-------- Data in this exercise --------
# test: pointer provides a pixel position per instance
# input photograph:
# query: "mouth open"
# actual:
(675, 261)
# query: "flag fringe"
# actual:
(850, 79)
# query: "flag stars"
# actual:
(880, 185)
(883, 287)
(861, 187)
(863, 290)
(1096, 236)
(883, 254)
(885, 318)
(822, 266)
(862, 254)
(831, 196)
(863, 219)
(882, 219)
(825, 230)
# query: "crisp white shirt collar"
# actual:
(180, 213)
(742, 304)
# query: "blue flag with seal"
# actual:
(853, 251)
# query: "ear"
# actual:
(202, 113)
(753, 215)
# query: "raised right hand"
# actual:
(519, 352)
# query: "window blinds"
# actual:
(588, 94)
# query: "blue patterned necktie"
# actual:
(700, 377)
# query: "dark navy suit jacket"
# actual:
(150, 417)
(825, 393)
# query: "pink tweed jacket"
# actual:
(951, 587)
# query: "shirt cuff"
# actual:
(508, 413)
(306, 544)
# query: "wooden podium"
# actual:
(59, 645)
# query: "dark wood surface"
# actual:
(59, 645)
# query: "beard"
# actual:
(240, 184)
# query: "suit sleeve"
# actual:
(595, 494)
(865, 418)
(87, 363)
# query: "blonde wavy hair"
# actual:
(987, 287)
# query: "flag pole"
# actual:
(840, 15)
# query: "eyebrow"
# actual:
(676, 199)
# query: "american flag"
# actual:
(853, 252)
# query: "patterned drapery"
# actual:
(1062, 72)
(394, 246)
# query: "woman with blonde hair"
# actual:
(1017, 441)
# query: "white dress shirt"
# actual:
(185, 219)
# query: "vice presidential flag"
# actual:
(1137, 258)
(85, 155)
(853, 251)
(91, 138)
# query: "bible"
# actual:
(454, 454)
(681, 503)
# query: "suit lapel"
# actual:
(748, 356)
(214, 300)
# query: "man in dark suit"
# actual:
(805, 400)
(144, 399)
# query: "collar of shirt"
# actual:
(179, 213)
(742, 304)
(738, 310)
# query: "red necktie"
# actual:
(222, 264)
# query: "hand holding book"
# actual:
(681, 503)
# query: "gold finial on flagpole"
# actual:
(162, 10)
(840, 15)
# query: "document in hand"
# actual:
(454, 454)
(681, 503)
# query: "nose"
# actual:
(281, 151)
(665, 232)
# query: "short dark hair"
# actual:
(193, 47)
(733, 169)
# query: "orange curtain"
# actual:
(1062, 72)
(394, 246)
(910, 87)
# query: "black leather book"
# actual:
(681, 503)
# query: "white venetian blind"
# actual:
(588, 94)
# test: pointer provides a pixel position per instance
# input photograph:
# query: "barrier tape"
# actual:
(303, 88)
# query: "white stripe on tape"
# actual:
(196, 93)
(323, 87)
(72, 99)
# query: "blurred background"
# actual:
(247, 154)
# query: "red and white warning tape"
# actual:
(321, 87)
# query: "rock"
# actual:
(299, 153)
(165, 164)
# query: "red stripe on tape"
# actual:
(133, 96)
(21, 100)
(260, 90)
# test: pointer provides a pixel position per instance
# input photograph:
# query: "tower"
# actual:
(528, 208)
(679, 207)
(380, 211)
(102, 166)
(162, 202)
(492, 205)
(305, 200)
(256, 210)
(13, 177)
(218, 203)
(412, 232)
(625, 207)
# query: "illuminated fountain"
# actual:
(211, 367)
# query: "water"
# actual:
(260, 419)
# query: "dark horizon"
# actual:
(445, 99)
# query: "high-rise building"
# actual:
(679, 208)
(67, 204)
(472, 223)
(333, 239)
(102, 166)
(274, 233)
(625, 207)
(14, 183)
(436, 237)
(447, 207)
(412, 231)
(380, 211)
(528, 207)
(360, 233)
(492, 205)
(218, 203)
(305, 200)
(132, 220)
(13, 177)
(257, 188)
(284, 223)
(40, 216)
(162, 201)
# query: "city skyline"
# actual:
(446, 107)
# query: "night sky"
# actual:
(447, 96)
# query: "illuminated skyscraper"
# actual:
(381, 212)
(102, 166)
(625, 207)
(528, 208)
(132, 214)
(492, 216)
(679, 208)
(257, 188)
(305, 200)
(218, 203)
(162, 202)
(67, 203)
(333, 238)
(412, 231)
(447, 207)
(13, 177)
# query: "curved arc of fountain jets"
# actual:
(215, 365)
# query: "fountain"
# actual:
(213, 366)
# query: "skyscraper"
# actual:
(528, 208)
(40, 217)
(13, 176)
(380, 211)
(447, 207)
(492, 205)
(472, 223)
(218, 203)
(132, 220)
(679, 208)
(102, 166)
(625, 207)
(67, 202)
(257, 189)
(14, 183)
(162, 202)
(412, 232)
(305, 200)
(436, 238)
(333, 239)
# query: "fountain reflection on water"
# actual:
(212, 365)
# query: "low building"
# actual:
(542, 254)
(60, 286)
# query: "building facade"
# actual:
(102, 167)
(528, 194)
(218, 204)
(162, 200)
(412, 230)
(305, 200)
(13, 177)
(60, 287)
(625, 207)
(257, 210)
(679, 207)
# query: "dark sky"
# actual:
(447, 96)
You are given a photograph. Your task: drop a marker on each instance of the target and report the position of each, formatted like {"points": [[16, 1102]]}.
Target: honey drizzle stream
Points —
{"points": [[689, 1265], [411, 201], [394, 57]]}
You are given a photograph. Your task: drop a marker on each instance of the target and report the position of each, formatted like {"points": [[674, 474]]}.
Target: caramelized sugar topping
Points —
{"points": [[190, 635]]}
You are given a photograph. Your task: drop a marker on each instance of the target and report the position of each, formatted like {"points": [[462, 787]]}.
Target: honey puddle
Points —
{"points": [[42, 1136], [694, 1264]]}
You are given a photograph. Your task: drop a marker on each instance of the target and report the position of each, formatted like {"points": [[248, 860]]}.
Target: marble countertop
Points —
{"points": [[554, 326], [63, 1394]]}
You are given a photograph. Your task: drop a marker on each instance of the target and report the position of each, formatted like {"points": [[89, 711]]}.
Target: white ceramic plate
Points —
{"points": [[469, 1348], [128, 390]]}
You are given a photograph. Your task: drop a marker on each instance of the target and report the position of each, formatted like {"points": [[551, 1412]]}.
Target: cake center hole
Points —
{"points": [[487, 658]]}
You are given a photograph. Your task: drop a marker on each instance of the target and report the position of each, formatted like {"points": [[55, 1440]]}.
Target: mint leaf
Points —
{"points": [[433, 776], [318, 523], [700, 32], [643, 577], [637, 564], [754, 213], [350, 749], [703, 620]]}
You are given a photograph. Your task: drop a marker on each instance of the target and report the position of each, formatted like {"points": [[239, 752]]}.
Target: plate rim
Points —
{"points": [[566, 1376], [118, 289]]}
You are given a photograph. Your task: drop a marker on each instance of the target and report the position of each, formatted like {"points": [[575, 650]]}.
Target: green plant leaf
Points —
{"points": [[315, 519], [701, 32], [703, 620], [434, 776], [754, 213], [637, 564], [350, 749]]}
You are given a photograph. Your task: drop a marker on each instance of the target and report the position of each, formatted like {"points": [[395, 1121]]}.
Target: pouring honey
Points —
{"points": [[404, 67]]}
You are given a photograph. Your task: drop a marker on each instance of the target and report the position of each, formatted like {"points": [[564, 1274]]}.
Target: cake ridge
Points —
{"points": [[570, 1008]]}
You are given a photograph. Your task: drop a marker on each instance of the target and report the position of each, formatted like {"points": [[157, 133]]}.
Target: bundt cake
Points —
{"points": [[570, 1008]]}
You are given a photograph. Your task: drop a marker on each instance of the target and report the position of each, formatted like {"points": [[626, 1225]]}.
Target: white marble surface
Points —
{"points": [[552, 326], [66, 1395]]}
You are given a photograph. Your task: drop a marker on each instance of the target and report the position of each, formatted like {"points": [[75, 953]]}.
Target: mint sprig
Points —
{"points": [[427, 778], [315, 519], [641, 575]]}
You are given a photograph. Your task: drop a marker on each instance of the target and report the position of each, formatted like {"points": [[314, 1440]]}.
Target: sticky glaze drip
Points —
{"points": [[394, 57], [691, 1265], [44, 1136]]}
--------
* [What needs to be done]: Read the entries and show each line that mentions "book".

* [Reply to the exercise]:
# query: "hand holding book"
# query: "black leather book"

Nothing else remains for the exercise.